Exercise directions »
Transcribe the full listing below exactly.

^^^^^^^^^^^^^^^^

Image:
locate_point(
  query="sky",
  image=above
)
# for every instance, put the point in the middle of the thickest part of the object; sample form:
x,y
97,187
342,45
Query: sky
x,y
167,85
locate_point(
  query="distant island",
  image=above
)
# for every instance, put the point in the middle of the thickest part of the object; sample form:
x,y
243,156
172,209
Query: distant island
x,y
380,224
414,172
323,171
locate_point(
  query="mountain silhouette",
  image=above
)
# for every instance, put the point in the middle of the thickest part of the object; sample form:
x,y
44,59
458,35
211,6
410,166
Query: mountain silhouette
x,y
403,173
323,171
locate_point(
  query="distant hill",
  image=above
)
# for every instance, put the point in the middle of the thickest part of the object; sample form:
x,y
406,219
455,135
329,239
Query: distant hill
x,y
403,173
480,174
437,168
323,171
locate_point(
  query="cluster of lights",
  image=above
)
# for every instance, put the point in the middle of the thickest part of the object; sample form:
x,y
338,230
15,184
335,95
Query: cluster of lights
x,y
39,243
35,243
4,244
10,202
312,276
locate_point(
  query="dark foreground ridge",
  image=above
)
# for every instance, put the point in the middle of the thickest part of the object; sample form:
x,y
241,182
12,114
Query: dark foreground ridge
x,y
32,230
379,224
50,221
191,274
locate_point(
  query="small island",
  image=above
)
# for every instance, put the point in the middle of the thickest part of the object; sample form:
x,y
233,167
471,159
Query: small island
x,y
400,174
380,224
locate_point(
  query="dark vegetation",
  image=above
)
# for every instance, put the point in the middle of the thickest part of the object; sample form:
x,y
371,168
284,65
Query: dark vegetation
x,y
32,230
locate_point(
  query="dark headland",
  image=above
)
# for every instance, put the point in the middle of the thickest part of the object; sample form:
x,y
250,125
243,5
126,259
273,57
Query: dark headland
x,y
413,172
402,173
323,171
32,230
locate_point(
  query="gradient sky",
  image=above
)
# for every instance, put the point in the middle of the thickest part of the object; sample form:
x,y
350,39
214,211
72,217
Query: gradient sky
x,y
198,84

^^^^^^^^^^^^^^^^

Reply to the exercise »
Image:
locate_point(
  query="sky",
  image=above
)
# for every instance, put the point in the middle of the thickest part of the object; sample form:
x,y
97,187
342,45
Query: sky
x,y
167,85
locate_point(
  query="distant island",
  image=above
)
# for every instance, put the point in the middle of the thickest part of the object; sample form:
x,y
243,156
172,209
Query: distant island
x,y
380,224
414,172
323,171
locate_point(
  query="mountain silhouette",
  image=above
)
# for every instance, put the point in the middle of the thickest part of the object; sample form:
x,y
44,59
458,35
211,6
410,166
Query: mountain silhouette
x,y
403,173
323,171
locate_point(
  query="distant hill",
  image=above
)
# for every instance, put the point in the middle of the thickest part of the object; sample form:
x,y
406,219
455,135
329,239
Query: distant hill
x,y
403,173
480,174
437,168
323,171
locate_point(
  query="cluster of lights",
  image=above
)
# for every instance, put the point in the middle of the thickest part of the object; sample form:
x,y
338,230
15,184
335,95
Query: cluster of lights
x,y
39,243
35,243
4,244
10,202
312,276
locate_point(
  query="dark foreground ridge",
  image=above
)
# for every instance, put the point in the middle of the thickest part of the object; sample form:
x,y
241,182
12,114
Query: dark foreground ridge
x,y
32,230
379,224
50,221
191,274
locate_point(
  query="small island",
  image=above
)
# for every instance, put the point in the middle of the thickest part of the object; sample form:
x,y
233,167
471,159
Query: small island
x,y
400,174
380,224
locate_point(
  query="dark vegetation",
  image=above
)
# for every instance, put the point in the middle of the thickest part of the object; sample form:
x,y
371,168
284,65
Query: dark vegetation
x,y
32,230
locate_point(
  query="dark headland",
  image=above
)
# for every instance, put the point in the middle of the thickest part of the object; sample form:
x,y
250,125
243,5
126,259
273,57
Query: dark headland
x,y
413,172
402,173
323,171
32,230
locate_point(
  query="gradient sky",
  image=above
)
# for every instance, put the point in the middle of the thickest part of the object; sample form:
x,y
350,39
214,211
72,217
Query: gradient sky
x,y
198,84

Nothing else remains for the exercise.